Task goal –
Please write out, word for word, the stretch of the Polk County tax rate text from "Traditionally, Polk County" through "for Polk County.".

Selected text –
=====

Traditionally, Polk County Commissioners Court utilized the growth, new development and increase in valuations to fund improvements and maintain services. The county had maintained a $0.6461 tax rate since 2013. That strategy has allowed Polk County to slowly improve infrastructure, employee pay and county services, and also undertake the added responsibilities assigned to counties each legislative session. That strategy has also maintained spending well below the previously established cap of 8%. However, due to the lower revenue cap that was established by the Texas Legislature, the Court had to decrease the property tax rate to $0.6376 for this budget cycle. This legislative decision will have a resounding effect on progress and development in our area and especially for Polk County.

Consider the following:

The entire United States is currently dealing with an 8% inflation rate. Quite obviously, forcing every county in the State of Texas to minimize any increases to a maximum of 3.5% will not even allow us to maintain the pace with regards to employees raises. Previously implemented “cost of living” raises have been consumed by inflation and county employees continue to battle high prices. County employees, across the State of Texas, have historically not been in the highest compensation brackets. Quite often, the county benefits and retirement are their greatest compensation which is a long-term commitment.

=====

Dataset records –
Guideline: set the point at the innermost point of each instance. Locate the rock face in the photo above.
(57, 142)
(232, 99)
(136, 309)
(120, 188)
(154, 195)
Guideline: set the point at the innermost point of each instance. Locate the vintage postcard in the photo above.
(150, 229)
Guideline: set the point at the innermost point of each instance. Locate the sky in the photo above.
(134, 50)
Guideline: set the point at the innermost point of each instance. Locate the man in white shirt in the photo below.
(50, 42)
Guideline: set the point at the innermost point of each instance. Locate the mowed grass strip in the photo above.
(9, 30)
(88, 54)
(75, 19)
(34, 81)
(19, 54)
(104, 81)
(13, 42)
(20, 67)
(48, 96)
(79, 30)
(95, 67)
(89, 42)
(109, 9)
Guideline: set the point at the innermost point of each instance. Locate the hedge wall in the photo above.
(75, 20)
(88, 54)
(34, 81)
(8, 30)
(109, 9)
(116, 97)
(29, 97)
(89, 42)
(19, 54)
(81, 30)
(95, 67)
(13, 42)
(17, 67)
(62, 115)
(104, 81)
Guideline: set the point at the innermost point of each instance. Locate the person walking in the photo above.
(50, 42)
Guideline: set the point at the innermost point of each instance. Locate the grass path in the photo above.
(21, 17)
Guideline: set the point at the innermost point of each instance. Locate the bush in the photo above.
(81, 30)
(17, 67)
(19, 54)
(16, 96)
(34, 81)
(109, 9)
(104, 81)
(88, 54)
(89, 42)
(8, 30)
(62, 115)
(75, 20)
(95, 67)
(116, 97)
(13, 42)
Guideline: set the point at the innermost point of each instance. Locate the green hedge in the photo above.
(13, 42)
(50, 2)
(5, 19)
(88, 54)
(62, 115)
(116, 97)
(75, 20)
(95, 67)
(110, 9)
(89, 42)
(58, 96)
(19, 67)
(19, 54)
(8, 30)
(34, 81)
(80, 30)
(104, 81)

=====

Reply to the exercise –
Traditionally, Polk County Commissioners Court utilized the growth, new development and increase in valuations to fund improvements and maintain services. The county had maintained a $0.6461 tax rate since 2013. That strategy has allowed Polk County to slowly improve infrastructure, employee pay and county services, and also undertake the added responsibilities assigned to counties each legislative session. That strategy has also maintained spending well below the previously established cap of 8%. However, due to the lower revenue cap that was established by the Texas Legislature, the Court had to decrease the property tax rate to $0.6376 for this budget cycle. This legislative decision will have a resounding effect on progress and development in our area and especially for Polk County.